__WHAT IS BEING ASKED__
Once you reach the line containing "Query: silver sedan" in the data below, restate each line word for word up to and including the one containing "form [28, 9].".

__Stored data__
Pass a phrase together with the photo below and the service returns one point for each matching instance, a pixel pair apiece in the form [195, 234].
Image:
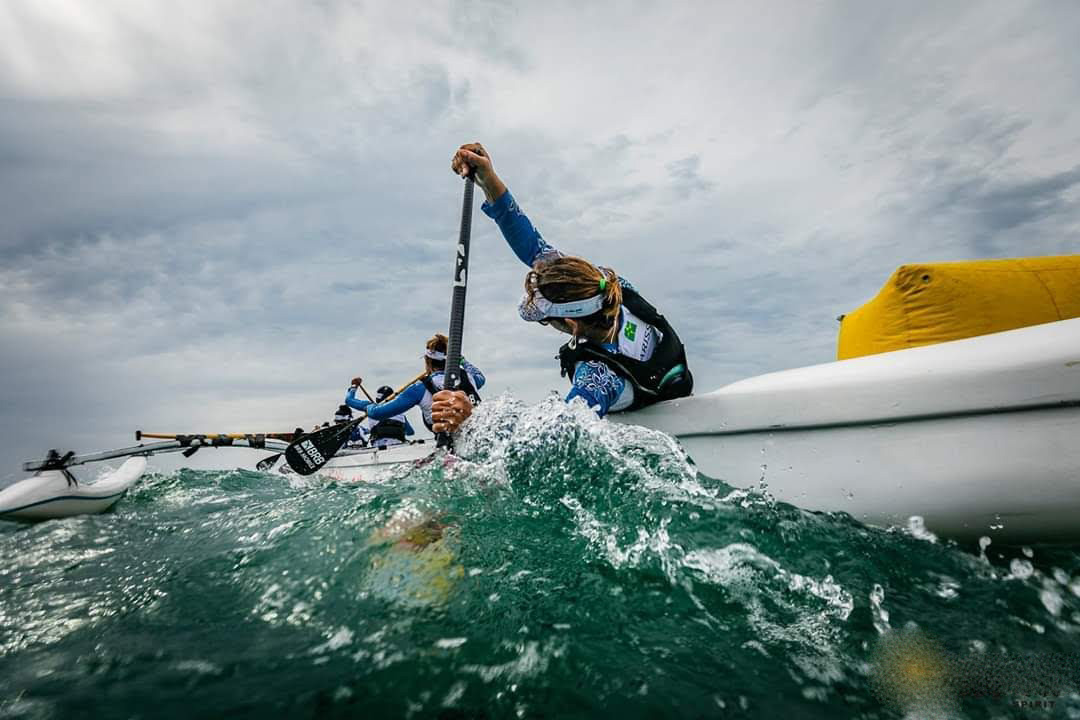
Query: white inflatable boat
[977, 436]
[54, 493]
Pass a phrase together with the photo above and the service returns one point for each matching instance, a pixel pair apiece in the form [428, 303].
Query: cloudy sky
[214, 214]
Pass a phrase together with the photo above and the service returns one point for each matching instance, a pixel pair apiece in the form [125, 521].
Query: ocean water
[562, 567]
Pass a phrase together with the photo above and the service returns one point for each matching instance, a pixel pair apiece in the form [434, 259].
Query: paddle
[304, 460]
[310, 452]
[453, 371]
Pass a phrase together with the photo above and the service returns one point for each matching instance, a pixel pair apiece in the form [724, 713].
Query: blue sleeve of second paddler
[405, 401]
[522, 236]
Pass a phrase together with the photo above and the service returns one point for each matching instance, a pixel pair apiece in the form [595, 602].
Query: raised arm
[474, 371]
[521, 234]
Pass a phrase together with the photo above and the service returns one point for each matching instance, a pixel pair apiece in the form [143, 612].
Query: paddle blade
[309, 453]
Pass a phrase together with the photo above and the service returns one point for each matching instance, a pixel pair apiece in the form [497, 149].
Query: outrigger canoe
[367, 464]
[979, 436]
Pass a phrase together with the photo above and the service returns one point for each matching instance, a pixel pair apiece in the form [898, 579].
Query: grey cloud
[214, 219]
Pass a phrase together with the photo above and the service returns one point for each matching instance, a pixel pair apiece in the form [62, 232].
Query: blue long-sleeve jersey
[377, 411]
[410, 397]
[592, 381]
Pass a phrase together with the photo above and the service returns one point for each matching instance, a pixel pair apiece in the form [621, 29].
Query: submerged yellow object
[927, 303]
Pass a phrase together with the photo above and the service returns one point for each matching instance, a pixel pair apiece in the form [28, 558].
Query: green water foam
[564, 567]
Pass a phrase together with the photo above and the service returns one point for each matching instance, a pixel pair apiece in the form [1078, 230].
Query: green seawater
[563, 567]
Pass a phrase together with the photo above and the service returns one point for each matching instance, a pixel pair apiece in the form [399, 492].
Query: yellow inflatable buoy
[419, 567]
[923, 304]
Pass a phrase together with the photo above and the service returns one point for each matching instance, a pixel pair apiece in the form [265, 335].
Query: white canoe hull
[48, 494]
[977, 436]
[366, 464]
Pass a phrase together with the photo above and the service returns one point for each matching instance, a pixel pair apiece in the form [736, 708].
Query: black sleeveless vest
[663, 377]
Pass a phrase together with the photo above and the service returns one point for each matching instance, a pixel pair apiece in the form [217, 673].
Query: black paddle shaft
[453, 370]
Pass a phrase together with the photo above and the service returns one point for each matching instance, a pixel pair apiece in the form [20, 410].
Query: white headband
[540, 308]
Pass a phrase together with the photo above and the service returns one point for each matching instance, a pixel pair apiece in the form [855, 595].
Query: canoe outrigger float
[54, 491]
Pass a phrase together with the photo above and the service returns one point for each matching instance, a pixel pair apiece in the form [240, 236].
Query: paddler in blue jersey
[622, 354]
[441, 410]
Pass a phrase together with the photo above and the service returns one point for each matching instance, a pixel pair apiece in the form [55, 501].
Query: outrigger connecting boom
[186, 444]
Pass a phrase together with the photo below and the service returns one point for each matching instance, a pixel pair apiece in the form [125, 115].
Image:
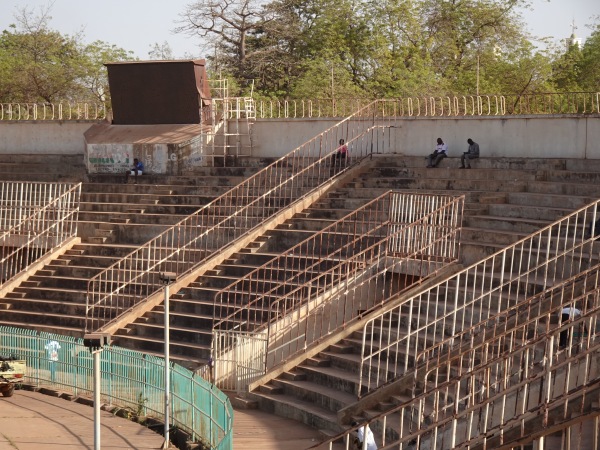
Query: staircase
[503, 205]
[114, 220]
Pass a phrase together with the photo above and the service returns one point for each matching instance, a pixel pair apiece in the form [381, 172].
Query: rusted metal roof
[155, 92]
[142, 134]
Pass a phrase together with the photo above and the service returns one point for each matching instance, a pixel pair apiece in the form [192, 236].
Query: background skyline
[137, 25]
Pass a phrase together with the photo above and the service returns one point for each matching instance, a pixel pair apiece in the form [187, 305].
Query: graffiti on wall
[109, 158]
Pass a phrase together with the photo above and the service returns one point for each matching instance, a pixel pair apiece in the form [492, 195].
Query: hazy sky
[137, 24]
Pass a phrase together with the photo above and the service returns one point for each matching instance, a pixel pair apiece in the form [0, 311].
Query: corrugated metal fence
[130, 379]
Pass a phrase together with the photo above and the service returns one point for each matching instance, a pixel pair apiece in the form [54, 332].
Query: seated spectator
[365, 434]
[341, 153]
[471, 153]
[567, 313]
[137, 169]
[440, 152]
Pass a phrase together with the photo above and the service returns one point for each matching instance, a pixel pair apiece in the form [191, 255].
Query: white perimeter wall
[45, 137]
[529, 137]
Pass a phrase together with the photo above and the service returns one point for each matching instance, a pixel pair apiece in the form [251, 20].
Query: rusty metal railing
[438, 106]
[416, 106]
[189, 243]
[520, 376]
[52, 111]
[36, 218]
[544, 258]
[274, 312]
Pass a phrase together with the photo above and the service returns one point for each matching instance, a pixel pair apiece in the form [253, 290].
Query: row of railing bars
[39, 218]
[439, 106]
[492, 377]
[527, 261]
[421, 228]
[53, 111]
[583, 251]
[230, 216]
[425, 106]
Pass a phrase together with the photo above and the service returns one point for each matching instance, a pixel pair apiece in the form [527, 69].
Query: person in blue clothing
[440, 152]
[137, 169]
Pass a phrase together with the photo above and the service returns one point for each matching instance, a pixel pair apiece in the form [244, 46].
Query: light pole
[167, 278]
[96, 342]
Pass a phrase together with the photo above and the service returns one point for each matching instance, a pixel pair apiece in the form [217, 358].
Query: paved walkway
[31, 420]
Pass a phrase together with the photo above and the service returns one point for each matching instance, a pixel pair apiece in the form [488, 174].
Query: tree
[94, 78]
[38, 64]
[226, 24]
[566, 69]
[589, 65]
[160, 51]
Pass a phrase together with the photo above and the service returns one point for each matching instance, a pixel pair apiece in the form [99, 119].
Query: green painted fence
[130, 379]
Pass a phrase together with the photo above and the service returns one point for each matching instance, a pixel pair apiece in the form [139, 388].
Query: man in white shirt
[440, 152]
[365, 433]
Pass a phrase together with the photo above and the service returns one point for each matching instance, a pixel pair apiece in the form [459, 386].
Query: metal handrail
[438, 106]
[546, 257]
[330, 270]
[37, 218]
[443, 106]
[216, 226]
[488, 396]
[129, 379]
[52, 111]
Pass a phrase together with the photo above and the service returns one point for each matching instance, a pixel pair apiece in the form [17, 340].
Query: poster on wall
[109, 158]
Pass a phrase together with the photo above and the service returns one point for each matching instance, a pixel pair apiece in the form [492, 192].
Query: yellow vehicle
[12, 373]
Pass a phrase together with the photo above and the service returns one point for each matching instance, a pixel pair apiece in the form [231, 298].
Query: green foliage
[589, 65]
[38, 64]
[389, 48]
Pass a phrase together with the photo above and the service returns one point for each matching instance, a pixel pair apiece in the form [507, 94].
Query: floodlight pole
[96, 342]
[97, 387]
[167, 278]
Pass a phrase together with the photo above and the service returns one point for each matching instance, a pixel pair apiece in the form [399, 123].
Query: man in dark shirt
[137, 169]
[471, 153]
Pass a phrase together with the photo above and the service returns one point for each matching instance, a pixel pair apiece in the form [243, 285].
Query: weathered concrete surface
[31, 420]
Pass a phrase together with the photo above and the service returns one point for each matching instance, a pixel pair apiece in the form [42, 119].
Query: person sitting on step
[471, 153]
[137, 169]
[341, 153]
[440, 152]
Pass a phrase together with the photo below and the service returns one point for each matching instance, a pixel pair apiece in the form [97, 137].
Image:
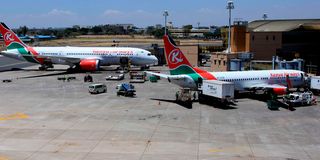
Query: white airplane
[186, 76]
[84, 58]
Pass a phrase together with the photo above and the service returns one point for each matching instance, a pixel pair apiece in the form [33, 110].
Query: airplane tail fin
[11, 40]
[177, 62]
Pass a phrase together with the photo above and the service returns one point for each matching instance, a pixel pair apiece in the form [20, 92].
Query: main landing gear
[45, 67]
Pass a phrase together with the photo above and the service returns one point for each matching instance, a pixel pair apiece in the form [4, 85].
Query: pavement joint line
[246, 137]
[15, 116]
[148, 144]
[3, 158]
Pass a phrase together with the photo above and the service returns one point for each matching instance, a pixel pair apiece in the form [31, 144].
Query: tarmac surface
[43, 118]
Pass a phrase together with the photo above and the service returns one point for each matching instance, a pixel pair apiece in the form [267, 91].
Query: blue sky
[65, 13]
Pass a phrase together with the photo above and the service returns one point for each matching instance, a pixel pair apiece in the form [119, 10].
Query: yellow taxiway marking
[13, 117]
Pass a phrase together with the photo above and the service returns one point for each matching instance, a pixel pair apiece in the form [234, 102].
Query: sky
[142, 13]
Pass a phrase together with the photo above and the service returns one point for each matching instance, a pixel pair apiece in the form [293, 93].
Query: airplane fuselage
[105, 55]
[244, 80]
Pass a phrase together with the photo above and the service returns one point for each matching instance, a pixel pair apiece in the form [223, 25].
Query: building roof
[283, 25]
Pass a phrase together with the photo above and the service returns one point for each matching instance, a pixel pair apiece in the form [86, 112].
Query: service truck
[216, 91]
[315, 84]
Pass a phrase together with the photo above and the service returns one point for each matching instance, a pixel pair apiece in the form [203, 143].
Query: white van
[97, 88]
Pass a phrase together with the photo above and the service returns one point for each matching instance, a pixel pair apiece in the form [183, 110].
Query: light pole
[265, 16]
[165, 14]
[230, 6]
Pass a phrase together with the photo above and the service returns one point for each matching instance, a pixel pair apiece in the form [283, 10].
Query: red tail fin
[10, 37]
[174, 55]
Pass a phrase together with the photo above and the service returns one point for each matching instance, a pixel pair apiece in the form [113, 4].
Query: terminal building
[263, 39]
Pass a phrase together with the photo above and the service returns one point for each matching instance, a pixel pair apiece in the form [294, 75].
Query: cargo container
[216, 90]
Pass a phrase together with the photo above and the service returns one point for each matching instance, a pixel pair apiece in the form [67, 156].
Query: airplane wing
[169, 77]
[276, 88]
[67, 59]
[267, 86]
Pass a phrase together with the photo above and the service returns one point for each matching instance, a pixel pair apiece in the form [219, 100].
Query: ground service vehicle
[126, 89]
[315, 84]
[97, 88]
[299, 98]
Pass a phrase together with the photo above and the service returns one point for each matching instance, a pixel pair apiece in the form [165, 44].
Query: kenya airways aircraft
[186, 76]
[84, 58]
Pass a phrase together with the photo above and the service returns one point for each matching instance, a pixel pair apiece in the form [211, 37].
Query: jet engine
[279, 91]
[89, 64]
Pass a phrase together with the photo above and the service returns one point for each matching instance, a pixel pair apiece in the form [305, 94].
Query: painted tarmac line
[13, 117]
[13, 64]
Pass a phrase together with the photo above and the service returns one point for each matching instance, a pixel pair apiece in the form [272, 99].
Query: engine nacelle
[89, 64]
[279, 91]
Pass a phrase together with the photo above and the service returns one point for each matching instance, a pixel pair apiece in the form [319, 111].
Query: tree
[97, 29]
[23, 30]
[158, 33]
[187, 30]
[150, 30]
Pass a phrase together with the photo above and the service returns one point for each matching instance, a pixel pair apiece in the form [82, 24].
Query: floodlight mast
[165, 14]
[230, 6]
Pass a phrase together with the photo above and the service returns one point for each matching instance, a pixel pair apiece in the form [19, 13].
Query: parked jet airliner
[186, 76]
[84, 58]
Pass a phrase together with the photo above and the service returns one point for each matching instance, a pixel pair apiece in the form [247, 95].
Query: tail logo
[175, 56]
[8, 37]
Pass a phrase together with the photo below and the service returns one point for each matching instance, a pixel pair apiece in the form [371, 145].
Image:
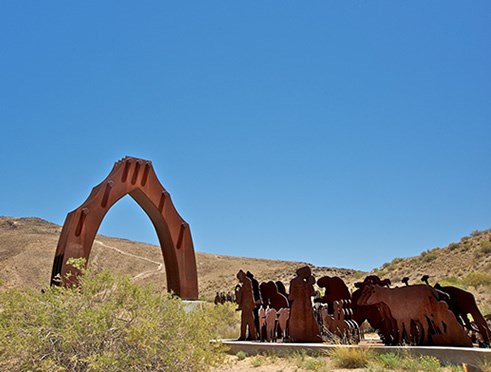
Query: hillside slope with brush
[27, 248]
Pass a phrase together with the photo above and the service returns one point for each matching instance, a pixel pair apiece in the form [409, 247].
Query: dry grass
[27, 247]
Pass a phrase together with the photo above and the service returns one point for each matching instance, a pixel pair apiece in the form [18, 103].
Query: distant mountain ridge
[27, 247]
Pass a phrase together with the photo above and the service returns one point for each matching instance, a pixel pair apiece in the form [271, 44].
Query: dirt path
[142, 275]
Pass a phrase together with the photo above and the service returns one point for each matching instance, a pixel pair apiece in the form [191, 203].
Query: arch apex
[137, 178]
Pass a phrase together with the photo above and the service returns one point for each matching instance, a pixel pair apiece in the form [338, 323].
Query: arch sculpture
[137, 178]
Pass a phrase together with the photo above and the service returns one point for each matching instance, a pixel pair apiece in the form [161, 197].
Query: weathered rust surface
[245, 300]
[303, 327]
[137, 178]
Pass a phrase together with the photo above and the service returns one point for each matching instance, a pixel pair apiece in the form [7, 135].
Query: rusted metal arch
[137, 178]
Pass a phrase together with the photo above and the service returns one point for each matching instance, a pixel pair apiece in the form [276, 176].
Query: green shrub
[422, 363]
[227, 320]
[241, 355]
[485, 247]
[477, 279]
[389, 360]
[107, 323]
[429, 256]
[346, 357]
[453, 246]
[313, 364]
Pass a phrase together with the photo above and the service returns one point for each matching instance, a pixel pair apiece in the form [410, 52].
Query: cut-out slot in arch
[82, 224]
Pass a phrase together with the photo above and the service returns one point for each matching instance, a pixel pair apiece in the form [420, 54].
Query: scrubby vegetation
[345, 358]
[107, 323]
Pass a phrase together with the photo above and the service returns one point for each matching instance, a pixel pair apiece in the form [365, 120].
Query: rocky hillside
[27, 247]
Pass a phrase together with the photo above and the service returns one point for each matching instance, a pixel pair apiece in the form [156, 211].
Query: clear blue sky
[340, 133]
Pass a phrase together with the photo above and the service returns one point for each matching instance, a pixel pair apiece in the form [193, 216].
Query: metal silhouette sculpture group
[417, 314]
[137, 178]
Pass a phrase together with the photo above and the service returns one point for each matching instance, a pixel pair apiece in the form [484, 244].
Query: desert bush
[106, 323]
[485, 247]
[453, 246]
[346, 357]
[388, 360]
[477, 279]
[405, 361]
[428, 256]
[227, 320]
[421, 363]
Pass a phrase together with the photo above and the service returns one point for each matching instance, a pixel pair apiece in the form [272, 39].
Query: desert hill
[27, 248]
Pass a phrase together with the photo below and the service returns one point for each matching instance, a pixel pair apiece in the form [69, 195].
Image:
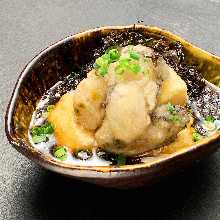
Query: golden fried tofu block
[67, 132]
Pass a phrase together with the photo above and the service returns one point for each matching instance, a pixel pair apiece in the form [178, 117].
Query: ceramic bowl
[56, 62]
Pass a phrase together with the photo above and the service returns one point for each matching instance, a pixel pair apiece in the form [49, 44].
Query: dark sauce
[203, 100]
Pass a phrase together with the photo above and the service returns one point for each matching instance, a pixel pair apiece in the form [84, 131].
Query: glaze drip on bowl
[183, 107]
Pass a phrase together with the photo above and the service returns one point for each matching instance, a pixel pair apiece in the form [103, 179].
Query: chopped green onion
[175, 119]
[121, 160]
[196, 136]
[60, 153]
[135, 68]
[83, 154]
[38, 139]
[103, 70]
[102, 63]
[50, 108]
[114, 55]
[134, 55]
[209, 118]
[171, 108]
[119, 70]
[40, 133]
[47, 128]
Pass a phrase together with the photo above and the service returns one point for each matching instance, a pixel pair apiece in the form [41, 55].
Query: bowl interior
[71, 55]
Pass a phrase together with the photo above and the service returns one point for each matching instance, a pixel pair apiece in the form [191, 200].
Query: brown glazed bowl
[56, 62]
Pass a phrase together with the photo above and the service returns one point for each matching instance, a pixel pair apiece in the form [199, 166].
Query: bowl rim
[48, 162]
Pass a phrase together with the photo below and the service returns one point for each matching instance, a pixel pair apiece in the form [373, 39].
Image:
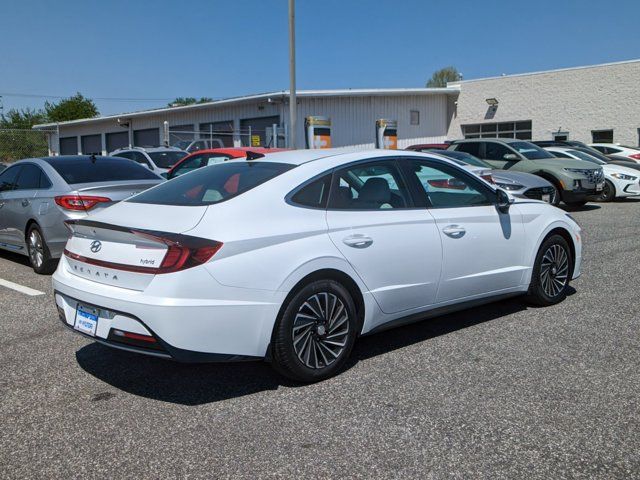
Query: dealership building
[599, 103]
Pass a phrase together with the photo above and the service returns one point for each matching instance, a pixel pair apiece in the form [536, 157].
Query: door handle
[358, 241]
[454, 231]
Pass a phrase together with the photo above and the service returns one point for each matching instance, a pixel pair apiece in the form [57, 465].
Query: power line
[104, 99]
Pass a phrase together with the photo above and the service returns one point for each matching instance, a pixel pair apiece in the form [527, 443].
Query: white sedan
[292, 256]
[619, 181]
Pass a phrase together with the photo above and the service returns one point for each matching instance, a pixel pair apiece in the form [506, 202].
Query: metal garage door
[69, 146]
[258, 129]
[217, 130]
[117, 140]
[149, 137]
[181, 132]
[91, 144]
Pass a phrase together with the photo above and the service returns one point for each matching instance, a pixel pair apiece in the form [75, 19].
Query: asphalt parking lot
[501, 391]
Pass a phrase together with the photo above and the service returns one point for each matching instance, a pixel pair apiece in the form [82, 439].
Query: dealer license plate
[86, 320]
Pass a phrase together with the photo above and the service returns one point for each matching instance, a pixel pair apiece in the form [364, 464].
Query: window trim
[417, 188]
[289, 196]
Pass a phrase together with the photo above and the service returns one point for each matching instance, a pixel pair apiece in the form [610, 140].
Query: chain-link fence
[17, 144]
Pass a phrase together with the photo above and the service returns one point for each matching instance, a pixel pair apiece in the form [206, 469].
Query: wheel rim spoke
[320, 330]
[554, 270]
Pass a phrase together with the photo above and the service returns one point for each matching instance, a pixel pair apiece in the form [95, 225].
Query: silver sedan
[518, 184]
[38, 194]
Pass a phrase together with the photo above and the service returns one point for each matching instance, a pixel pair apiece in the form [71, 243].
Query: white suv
[157, 159]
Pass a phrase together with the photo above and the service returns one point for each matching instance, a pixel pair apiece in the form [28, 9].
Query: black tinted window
[213, 184]
[495, 151]
[369, 186]
[472, 148]
[315, 194]
[29, 178]
[101, 169]
[8, 179]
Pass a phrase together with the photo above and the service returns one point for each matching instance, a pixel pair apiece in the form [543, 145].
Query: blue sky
[164, 49]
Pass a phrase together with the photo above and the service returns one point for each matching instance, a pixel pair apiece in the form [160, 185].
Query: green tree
[440, 78]
[182, 101]
[22, 119]
[71, 108]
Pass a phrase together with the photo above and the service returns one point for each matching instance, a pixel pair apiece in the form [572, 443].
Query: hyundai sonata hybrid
[292, 256]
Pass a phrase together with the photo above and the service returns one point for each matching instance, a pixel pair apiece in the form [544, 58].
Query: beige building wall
[576, 100]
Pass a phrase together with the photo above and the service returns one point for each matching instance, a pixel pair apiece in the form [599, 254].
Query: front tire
[608, 192]
[551, 272]
[39, 254]
[314, 335]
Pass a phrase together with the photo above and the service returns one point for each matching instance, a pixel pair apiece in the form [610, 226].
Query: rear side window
[214, 184]
[472, 148]
[32, 178]
[8, 179]
[315, 194]
[101, 169]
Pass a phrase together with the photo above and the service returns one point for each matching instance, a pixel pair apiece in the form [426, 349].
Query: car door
[393, 246]
[8, 183]
[481, 248]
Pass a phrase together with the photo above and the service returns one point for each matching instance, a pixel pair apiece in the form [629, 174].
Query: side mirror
[503, 201]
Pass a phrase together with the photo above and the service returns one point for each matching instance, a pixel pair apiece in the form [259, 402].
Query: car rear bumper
[233, 326]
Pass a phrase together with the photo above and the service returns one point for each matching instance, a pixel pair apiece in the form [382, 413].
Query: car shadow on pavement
[196, 384]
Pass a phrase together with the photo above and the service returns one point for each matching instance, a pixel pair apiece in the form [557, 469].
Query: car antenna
[254, 155]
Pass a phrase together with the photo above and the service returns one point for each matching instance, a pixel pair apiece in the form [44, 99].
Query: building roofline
[598, 65]
[348, 92]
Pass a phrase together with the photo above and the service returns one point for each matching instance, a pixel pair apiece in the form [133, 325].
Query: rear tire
[552, 272]
[39, 254]
[314, 335]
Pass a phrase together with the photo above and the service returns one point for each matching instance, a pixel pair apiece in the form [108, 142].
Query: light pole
[292, 74]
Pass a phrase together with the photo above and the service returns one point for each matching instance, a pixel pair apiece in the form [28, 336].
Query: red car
[204, 158]
[428, 146]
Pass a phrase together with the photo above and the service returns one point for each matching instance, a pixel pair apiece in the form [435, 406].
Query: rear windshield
[166, 159]
[101, 169]
[212, 184]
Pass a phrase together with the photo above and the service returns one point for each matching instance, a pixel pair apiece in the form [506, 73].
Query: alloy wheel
[320, 330]
[554, 270]
[36, 248]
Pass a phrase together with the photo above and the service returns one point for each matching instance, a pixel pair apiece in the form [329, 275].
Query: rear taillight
[80, 202]
[182, 252]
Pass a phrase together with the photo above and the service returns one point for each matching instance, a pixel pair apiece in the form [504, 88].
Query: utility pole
[292, 75]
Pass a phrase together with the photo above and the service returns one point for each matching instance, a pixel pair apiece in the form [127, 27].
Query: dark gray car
[38, 194]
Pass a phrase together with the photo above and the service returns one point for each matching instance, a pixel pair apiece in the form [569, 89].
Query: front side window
[166, 159]
[198, 161]
[212, 185]
[369, 186]
[8, 179]
[444, 187]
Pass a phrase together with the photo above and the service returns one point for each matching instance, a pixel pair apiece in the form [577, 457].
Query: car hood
[565, 163]
[528, 180]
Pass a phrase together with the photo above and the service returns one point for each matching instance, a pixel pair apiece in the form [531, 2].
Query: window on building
[519, 129]
[602, 136]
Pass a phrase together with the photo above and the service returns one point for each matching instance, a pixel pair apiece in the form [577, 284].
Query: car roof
[501, 140]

__PROBLEM SOLUTION__
Query: silver sedan
[518, 184]
[38, 194]
Pass a phrase together with the photo above and the service returns one point for each matching instance, a pixel pair apiece in the form [71, 243].
Query: white suv
[157, 159]
Pass a phrase together with the photo above and the service returns one point for each matching instance, a pixel pair apiece in the form [28, 9].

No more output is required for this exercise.